▶ Yönerge
Como Gölü gezisini anlatan yazıyı kaldığı yerden sürdürün.

▶ Metin bölümü
------
Romalıların bıraktıkları en büyük miras şehircilik ve estetik anlayışı bence. Binlerce yıldır tüm depremlere,fırtınalara vb. rağmen ayakta kalan evler, saraylar, köprüler, yollar. Sırf dayanıklı olsun diye yapılmış değiller, çok zarifler, şıklar. Bu zarafet ve şıklık insanlarda var. Hep örnek verilen ' adamlar yaya geçidinde durup yayaya yol veriyorlar kardeşim, kornaya da zırt pırt basmıyorlar 'ı geçtim. İnsanlar kibar, zarif, yardımsever ve şıklar (hele İtalyan erkekleri) ve bir de İtalyan neşesi diye bir şey var ki seni de sarıp sarmalıyor. İşte Como halkının kökeninin Romalı olduğunu öğrendiğimde hiç şaşırmamam bu yüzden.

Şöyle bakalım: Como, İtalya'nın kuzeyinde Alplere yakın 51 km. uzunluğunda küçücük bir buzul göl aslında. Kıyılarda ve dağların eteklerinde irili ufaklı bir çok yerleşim var. Her bir yerleşim yeri birer şehircilik ve mimarlık dersi gibi aslında. Sağlam, estetik, coğrafi yapıya göre yapılmış binalar ve mutlaka ama mutlaka meydanlar. Taş ve ahşap panjur birlikteliğine eşlik eden rengarenk çiçekler balkonlarda, pencere önlerinde. (4 yıl önce yaptığımız Karadeniz turu geldi aklıma. Uzungöl 'ü gördüğümde yaşadığım hayal kırılığı  Şimdiyse HES le (hidroelektrik santraller) birlikte yok edilmeye çalışılan muhteşem doğal güzelliklerimiz. Neyse. 1824'te yaptıkları bir füniküler var ki 900 metre yukarı çıkıyorsun,manzara muhteşem :)






İşte adamlar yememiş içmemiş güzel evler, güzel sokaklar, güzel meydanlar yapmışlar. Tabii bir de çok eskilerden gelen bir zenginlik var zira Como'da ipek ve tekstil ticareti önemli bir zenginlik aracı. Vakti zamanında göl kenarındaki villalarda kimlerin kaldığını falan öğrenince; krallar kraliçeler artistler... Filmlerde gördüğüm balolar, düğünler, davetler canlanıyor gözümde. Günümüzde de farklı değil aslında: Dün Como Müzik Festivalinin son konserine giden, son model arabalardan inen son derece şık insanlar mesela. Ne bileyim, sonuçta Como doğal güzelliğin yanı sıra insana yaşam alanı açan güzel bir yer. Kalınır mı ? Kalınır. Yaşanılır mı? Yaşanılır.

Hem sağanak yağmurlu hem de günlük güneşlik halini görmek iyi oldu. Üstelik Como merkezde olmasa bile göle girmek için bir sürü güzel plaj olduğunu da öğrendik;) Bir sonraki sefere...
------
▶ Alıntılanan kayıtlar
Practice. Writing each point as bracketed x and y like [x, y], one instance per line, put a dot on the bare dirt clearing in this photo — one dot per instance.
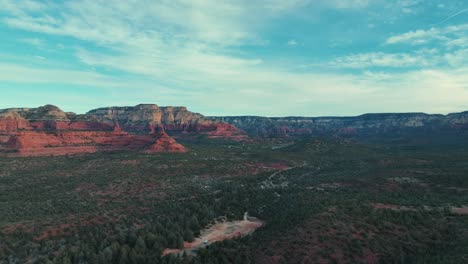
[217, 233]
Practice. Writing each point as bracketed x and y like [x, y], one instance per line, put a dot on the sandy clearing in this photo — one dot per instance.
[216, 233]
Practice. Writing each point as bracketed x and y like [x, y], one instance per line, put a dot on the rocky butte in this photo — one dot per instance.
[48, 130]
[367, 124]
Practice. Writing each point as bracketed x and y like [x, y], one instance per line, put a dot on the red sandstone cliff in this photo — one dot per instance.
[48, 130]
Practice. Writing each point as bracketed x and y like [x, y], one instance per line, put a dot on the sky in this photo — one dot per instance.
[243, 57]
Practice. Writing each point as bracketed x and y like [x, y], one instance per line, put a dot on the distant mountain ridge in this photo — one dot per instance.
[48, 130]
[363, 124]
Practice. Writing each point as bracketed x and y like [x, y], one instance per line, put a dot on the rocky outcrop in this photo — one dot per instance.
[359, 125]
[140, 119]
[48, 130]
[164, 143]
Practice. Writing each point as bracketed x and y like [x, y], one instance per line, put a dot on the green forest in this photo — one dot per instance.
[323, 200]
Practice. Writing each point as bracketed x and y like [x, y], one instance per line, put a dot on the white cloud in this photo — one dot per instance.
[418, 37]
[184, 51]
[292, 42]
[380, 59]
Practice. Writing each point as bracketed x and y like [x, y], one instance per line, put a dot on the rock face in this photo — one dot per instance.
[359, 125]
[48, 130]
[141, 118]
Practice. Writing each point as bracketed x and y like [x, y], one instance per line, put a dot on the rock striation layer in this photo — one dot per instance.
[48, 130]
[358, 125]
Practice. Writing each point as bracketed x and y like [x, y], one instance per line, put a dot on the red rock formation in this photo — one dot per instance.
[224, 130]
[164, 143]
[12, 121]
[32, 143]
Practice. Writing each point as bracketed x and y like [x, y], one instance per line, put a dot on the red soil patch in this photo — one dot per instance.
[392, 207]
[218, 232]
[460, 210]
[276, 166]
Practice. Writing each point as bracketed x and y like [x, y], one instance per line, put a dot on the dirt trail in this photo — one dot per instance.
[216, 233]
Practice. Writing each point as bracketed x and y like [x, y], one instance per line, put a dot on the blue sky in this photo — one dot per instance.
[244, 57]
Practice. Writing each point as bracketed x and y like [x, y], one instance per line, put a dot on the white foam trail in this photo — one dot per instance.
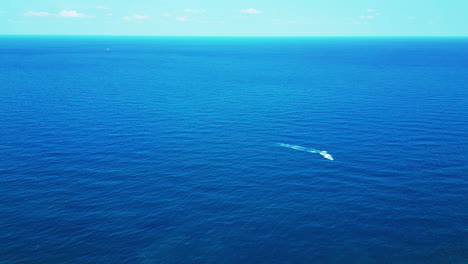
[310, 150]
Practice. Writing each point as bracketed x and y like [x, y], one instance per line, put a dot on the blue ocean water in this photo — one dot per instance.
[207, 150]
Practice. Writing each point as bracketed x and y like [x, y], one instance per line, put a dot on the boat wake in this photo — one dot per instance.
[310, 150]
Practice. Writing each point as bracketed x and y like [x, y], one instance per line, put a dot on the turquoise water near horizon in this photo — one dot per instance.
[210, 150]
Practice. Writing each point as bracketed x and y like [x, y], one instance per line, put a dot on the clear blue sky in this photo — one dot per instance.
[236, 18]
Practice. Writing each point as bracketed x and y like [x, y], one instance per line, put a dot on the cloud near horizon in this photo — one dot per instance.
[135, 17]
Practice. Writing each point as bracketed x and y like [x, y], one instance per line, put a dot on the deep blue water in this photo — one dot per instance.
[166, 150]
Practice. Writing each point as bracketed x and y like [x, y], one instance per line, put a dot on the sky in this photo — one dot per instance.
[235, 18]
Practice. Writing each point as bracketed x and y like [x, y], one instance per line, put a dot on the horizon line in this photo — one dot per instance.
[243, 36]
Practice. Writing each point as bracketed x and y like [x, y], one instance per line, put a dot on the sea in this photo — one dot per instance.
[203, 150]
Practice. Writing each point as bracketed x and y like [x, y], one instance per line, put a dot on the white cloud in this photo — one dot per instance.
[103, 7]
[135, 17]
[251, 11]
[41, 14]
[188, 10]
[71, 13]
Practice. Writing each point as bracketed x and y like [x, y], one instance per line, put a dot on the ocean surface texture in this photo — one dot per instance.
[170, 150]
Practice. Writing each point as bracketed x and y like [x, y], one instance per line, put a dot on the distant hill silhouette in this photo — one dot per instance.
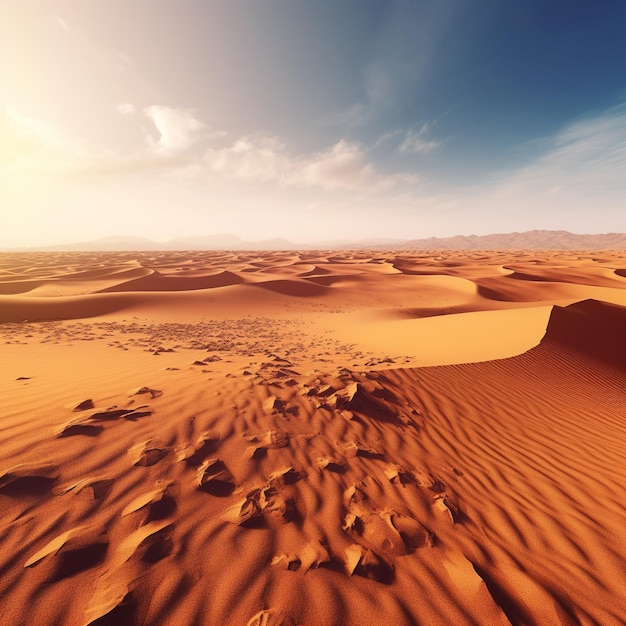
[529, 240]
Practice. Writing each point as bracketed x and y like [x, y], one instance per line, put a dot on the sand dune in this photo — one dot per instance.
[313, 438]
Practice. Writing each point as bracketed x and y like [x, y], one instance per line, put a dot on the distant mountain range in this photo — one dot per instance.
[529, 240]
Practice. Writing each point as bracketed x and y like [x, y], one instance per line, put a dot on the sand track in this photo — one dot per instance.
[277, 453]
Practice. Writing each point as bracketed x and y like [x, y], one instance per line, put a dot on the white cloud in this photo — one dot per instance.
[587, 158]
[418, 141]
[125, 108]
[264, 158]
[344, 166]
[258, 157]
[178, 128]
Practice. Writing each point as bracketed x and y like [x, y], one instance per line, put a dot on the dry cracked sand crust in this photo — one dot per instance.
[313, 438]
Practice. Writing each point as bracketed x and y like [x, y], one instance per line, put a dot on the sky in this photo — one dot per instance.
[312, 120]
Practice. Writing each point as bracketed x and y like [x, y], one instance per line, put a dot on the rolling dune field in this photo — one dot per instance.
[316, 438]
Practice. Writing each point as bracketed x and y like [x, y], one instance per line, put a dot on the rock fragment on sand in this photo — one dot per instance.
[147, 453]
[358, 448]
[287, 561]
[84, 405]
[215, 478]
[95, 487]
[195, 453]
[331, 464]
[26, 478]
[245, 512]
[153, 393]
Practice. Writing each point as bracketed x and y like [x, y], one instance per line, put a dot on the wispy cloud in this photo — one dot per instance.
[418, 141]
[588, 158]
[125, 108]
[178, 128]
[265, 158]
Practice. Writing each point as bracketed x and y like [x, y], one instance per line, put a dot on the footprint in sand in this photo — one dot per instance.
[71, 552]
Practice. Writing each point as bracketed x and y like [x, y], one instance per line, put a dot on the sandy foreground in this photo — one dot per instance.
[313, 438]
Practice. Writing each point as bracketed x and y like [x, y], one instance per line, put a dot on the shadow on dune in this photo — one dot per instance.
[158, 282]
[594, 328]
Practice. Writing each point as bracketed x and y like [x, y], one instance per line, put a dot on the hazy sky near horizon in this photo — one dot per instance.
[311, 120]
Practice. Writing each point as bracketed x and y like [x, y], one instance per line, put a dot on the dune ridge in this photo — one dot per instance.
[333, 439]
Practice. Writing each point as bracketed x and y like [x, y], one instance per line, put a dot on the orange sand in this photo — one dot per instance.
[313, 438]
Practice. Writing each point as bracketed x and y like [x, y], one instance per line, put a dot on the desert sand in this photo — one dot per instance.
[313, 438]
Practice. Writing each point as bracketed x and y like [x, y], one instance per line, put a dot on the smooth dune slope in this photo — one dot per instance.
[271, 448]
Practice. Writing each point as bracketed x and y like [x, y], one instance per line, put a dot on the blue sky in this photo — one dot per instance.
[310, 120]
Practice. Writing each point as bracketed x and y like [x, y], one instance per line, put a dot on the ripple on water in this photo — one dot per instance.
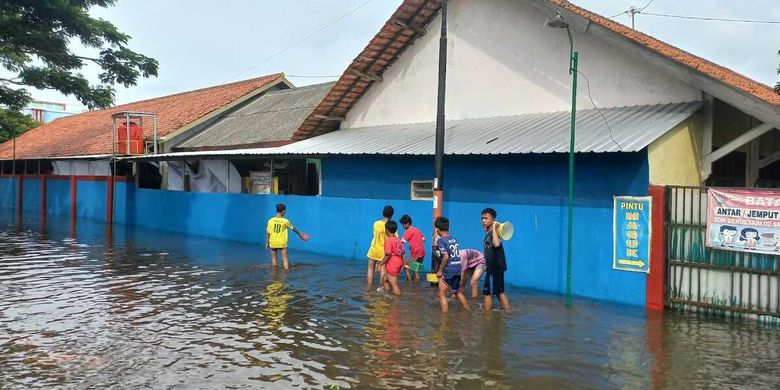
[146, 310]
------
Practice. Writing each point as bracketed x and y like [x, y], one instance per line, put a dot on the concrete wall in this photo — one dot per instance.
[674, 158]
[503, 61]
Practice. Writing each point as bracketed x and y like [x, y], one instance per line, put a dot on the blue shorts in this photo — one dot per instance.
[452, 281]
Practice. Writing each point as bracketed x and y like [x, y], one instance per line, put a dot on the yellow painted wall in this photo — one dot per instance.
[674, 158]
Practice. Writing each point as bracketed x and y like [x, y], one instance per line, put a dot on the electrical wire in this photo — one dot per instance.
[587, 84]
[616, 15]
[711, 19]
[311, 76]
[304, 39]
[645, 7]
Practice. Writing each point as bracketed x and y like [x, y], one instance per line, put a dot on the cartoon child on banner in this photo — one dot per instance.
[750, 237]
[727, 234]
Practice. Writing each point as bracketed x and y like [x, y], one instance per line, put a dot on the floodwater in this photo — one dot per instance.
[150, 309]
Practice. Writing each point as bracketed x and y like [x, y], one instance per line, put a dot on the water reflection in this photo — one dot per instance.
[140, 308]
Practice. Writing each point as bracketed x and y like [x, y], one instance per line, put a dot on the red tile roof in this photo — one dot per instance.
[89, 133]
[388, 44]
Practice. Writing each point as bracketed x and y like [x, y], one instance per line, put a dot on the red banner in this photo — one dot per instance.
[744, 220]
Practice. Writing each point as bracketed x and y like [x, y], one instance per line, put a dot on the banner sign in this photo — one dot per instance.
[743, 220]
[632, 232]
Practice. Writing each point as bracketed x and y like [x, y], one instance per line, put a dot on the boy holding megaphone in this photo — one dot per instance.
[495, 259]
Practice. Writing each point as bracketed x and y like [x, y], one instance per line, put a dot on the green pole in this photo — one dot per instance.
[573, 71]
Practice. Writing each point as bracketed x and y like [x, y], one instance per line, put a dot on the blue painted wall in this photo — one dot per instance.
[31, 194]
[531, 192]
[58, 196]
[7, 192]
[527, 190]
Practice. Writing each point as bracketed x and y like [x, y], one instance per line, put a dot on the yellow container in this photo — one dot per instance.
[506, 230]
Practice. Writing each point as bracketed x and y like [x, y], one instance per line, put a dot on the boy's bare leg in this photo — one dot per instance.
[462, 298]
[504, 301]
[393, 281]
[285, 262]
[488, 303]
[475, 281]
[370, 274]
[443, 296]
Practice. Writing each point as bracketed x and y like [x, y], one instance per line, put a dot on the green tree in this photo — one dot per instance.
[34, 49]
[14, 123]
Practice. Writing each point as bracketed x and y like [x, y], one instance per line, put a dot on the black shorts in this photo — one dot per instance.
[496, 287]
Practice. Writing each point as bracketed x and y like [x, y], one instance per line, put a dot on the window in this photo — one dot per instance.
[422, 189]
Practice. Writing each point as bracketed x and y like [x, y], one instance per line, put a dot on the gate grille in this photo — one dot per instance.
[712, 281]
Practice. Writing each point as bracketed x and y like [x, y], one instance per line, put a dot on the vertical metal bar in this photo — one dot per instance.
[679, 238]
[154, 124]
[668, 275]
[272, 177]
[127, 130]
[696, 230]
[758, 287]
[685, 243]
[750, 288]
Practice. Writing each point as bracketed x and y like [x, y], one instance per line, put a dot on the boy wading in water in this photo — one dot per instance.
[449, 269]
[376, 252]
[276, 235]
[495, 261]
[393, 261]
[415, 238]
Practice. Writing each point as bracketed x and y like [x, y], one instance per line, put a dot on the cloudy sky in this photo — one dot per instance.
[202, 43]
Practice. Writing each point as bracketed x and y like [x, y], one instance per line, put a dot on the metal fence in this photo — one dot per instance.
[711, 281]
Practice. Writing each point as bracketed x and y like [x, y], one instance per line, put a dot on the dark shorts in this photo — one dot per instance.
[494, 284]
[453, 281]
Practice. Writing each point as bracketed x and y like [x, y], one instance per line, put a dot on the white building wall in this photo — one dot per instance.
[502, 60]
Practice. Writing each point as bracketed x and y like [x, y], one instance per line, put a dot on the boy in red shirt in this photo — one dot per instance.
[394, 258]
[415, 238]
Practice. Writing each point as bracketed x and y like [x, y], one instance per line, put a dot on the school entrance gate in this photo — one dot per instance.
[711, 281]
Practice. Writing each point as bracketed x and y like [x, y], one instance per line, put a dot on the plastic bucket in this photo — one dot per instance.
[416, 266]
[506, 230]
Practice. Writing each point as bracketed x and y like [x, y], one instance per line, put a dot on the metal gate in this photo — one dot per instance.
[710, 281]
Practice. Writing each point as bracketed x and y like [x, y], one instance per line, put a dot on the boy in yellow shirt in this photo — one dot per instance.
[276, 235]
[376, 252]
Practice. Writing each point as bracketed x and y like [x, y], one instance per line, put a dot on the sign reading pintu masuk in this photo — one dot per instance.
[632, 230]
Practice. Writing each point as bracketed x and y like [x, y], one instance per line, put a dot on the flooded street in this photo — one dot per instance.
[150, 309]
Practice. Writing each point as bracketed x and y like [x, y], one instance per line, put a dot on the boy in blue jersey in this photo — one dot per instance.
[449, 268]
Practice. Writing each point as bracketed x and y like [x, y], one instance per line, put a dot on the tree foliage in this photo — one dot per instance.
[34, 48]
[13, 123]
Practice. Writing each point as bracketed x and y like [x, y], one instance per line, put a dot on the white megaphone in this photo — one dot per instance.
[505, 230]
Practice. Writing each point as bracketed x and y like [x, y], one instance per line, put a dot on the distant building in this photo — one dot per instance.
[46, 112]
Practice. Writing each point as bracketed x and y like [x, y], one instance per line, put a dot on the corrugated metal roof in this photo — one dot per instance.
------
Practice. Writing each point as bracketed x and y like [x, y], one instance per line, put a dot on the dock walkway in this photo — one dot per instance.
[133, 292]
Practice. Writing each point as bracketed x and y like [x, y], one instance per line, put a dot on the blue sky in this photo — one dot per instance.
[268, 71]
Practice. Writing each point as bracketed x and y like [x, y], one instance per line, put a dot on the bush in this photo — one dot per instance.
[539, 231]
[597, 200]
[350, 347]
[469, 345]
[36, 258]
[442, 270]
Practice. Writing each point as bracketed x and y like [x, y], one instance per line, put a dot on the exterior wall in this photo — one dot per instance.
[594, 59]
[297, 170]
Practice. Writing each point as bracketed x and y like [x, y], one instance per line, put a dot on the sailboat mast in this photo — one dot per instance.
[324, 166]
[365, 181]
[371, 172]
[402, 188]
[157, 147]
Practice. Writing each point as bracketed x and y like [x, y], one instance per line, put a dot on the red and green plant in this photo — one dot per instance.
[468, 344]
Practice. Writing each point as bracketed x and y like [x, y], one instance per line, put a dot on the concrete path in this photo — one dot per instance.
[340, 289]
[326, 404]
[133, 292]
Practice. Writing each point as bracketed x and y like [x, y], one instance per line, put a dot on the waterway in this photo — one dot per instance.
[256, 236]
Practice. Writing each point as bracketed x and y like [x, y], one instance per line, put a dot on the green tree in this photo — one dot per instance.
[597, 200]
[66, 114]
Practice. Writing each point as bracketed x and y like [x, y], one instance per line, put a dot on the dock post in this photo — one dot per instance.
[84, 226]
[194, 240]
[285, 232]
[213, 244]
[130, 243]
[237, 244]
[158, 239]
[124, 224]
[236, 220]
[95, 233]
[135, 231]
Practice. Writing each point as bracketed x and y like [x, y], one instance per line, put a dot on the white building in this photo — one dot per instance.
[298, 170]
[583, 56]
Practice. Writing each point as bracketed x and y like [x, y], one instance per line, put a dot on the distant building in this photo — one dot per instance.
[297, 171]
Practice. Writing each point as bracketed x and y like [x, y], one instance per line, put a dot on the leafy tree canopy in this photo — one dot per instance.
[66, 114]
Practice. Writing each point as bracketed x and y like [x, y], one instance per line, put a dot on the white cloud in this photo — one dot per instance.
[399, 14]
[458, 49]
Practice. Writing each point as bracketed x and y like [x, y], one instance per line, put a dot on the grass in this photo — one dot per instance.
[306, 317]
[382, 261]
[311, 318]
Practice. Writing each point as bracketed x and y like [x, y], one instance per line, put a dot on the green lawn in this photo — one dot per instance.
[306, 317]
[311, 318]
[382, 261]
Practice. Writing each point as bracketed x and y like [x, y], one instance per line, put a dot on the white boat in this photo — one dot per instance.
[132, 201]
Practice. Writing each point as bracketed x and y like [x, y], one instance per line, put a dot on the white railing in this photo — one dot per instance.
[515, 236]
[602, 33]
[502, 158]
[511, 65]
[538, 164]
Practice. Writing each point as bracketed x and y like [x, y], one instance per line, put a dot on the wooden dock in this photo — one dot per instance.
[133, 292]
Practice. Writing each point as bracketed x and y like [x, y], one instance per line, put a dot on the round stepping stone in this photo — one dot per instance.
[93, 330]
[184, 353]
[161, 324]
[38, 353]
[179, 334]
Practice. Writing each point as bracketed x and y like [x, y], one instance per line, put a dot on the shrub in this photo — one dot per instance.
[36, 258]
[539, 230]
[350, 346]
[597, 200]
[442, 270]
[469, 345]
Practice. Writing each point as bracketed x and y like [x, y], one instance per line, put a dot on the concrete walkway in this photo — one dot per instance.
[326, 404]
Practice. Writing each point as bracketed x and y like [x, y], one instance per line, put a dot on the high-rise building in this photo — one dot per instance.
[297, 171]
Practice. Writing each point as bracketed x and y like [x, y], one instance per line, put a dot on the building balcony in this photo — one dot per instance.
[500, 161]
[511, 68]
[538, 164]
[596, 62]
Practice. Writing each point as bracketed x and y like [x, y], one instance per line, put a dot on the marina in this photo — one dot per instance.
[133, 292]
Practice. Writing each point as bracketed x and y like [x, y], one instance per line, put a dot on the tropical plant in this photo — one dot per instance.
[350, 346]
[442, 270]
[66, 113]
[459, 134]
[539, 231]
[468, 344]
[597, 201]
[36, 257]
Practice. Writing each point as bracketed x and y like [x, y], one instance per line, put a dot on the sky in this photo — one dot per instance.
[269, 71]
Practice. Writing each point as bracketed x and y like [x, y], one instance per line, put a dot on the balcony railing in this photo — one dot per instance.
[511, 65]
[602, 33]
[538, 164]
------
▶ Göreve yanıt
Dostlar bilir, deniz fenerlerini çok severim. Ufak çaplı deniz feneri koleksiyonum da var gibi... Geldiğimiz ilk gün sağanak durur durmaz yaptığımız tekne turunda tepede bir deniz feneri görmüştüm. İşte biraz önce bahsettiğim fünikülerle yukarı, Bruneta bölgesine gittiğimiz zaman gördüğümüz bir tabela: FARO VOLTA ( Volta Deniz feneri).

1,43 km. :))

- Yürüyelim mi?
- Yürüyelim kardeşim.








 

     













    

Yaklaşık 1,5 km... Ağrıyan bacağıma rağmen orman yeşili, ara ara el emeği döşenmiş taş basamaklar, kuş sesleri, ruhumun sessizliği, kısa molalar, acaba vaz mı geçsek dediğim anlarda Arzu'nun inadı; soyadı gibi;) Yürüyoruz. Değecek, biliyorum.

Fenerin kapısı görününce takatim olsa koşardım. Sakin. Sakin. Az kaldı.

Herhalde içine girilmiyordur dediğim anda kapıda 1€ yazısı ! 
Sağolasın Como Tanrısı:)))

Tepedeki manzara tarif edilemez, ancak Allahtan bir sürü fotoğraf var. Ama benim ne hissettiğim?

Bahtiyarım sadece.

Como Tanrısı bizi seviyor bu arada:

• Ara sokakların birinde Arzu dedi ki: "Keşke klasik müzik çalsa..." Peşi sıra Ave Maria'yi mırıldanmaya başladı. 2 dakika geçmedi, arya sesi duyduk. "Nasıl ya?" diye diye bir baktık ki konser var. Bol bol arya dinledik:))

• Yemek bitmiş, kırmızı şaraptan birkaç yudum kalmış. Yudum der ki: 
- "Arzu, Arzu hiç tiramisu yemedik!!! 

Arzu der ki: 
- "Bir günümüz daha var, yeriz." 

Tam o an garson gelir der ki: 
-"En güzel tiramisu bizde. Denemek ister misiniz?"
Denedik, güzeldi ;)

• George Clooney telgraf çekti, film çekimi yüzünden gelememiş. Çok üzülmüş. Bir dahaki sefere ağırlayacakmış bizi ya da sadece beni ;)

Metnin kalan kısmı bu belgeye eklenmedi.